■ Your instructions
Reproduce word for word the lines of the records below that start at the line containing "Target: concrete retaining wall" and end at the last line of the records, including both of those lines.

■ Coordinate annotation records
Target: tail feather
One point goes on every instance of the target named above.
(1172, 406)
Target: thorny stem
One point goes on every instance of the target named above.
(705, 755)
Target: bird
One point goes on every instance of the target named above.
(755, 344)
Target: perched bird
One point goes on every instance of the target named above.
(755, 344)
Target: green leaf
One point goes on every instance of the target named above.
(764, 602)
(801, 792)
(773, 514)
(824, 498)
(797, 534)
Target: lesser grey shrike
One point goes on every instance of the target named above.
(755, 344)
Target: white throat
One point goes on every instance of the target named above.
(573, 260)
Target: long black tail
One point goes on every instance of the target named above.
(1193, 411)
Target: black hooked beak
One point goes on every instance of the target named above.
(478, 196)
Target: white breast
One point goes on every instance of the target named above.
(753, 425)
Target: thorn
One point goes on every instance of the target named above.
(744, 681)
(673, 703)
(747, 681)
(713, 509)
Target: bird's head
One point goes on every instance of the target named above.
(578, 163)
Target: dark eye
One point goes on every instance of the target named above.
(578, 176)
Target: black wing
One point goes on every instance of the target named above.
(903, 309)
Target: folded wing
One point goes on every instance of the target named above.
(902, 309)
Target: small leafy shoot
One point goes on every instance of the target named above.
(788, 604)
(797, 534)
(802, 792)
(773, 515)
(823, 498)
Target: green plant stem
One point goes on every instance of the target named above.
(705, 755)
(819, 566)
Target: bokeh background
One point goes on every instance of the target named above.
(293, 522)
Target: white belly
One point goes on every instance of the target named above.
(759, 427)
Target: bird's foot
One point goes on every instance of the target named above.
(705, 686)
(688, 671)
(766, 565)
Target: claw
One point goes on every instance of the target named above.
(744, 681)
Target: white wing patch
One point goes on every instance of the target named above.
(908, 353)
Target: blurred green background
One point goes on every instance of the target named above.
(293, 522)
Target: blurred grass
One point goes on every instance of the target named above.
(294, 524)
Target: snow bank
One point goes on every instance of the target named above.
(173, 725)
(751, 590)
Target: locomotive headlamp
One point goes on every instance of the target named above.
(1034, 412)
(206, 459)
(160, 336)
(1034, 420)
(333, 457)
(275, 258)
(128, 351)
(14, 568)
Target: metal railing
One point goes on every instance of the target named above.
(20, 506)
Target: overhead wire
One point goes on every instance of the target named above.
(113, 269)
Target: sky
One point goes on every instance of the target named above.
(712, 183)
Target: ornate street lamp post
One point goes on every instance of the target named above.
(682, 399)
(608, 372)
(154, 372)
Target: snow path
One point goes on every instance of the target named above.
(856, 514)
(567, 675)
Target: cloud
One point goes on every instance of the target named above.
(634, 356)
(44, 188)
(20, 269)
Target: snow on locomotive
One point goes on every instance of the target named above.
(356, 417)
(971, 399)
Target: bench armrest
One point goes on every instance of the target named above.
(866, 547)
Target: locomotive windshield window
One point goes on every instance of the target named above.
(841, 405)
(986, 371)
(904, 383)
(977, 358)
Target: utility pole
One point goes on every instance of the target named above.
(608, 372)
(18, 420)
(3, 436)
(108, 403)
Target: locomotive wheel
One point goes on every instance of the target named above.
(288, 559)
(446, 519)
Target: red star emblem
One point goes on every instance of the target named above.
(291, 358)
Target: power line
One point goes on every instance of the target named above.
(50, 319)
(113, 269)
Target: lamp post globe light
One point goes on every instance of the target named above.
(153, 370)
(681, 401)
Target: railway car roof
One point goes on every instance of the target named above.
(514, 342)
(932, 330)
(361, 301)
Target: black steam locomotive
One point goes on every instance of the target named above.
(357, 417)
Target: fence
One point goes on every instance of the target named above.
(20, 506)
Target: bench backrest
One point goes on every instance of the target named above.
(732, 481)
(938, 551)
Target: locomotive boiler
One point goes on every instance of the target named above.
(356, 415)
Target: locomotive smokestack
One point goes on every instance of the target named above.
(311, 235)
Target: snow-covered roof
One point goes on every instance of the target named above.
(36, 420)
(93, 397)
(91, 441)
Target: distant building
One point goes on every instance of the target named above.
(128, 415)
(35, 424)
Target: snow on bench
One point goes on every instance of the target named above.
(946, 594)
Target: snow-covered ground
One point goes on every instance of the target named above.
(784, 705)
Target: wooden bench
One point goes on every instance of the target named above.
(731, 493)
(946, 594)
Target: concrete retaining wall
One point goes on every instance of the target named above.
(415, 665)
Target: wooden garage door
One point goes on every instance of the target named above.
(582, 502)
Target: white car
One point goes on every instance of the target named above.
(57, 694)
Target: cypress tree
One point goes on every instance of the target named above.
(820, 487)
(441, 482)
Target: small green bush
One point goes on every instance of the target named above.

■ Result for this task
Target: concrete retaining wall
One point goes on every instance of the target named above.
(415, 665)
Target: wooden garage door
One point goes on every instance of the target named above.
(582, 502)
Target: white car
One point goes on every instance of the target named above.
(57, 694)
Target: cypress tree
One point goes on every instance of the target named above.
(820, 487)
(441, 482)
Target: small green bush
One point goes on every instance of the target named above.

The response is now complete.